| Text |
-- START --
Learn Prompting 101 Controlling Format and Length

Controlling Format and Length

Beginner 🕐 10 min Lesson 5 of 10
What you'll learn
  • Specify output structure explicitly — bullet points, numbered lists, headers, tables, or prose
  • Use concrete word or item counts rather than vague instructions like 'be concise'
  • Match output form to the medium — email, LinkedIn post, script, memo
  • Stack multiple format instructions in one prompt
  • Know when to request plain text to avoid unwanted markdown

The Default Is Not Always Right

When you do not specify a format, the AI picks one for you. Sometimes it guesses well. More often, it produces output that is too long, too short, structured in a way you did not want, or full of markdown headers and bullet points when you needed flowing prose.

Format instructions are one of the simplest, highest-return improvements you can make to any prompt. They take a few extra words and dramatically increase the chance that what you get is immediately usable.

Controlling Structure

Structure refers to how the output is visually organised. Be explicit about what you want:

  • Bullet points — "Present this as a bullet list."
  • Numbered steps — "Format this as a numbered step-by-step guide."
  • Headers — "Use a bold header for each section."
  • Table — "Format the comparison as a table with three columns: Feature, Option A, Option B."
  • Prose — "Write in flowing paragraphs, no bullet points."
  • Q&A format — "Present this as a list of questions and answers."

The AI will reliably follow these instructions. If you do not give them, it defaults to whatever it thinks is most common for that type of request — and that guess is often wrong for your specific use case.

Controlling Length

Length is one of the most controllable aspects of AI output — and one of the most commonly neglected. The AI has a tendency to over-explain. Specifying length is the direct fix.

  • Word counts — "Under 100 words," "approximately 300 words," "no more than 150 words" — all work reliably
  • Sentence counts — "In three sentences," "one paragraph of five sentences"
  • Item counts — "Give me exactly five bullet points," "list ten ideas"
-- END --
| Information supplied |
-- START --
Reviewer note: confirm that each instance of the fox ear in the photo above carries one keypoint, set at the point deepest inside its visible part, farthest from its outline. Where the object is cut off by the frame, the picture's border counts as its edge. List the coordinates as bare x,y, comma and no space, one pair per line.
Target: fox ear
-- END --
| What needs to be done |
Please write out the format-and-length lesson word for word, from "The Default Is" up to and including "is immediately usable.".

| Reply to the task |
The Default Is Not Always Right

When you do not specify a format, the AI picks one for you. Sometimes it guesses well. More often, it produces output that is too long, too short, structured in a way you did not want, or full of markdown headers and bullet points when you needed flowing prose.

Format instructions are one of the simplest, highest-return improvements you can make to any prompt. They take a few extra words and dramatically increase the chance that what you get is immediately usable.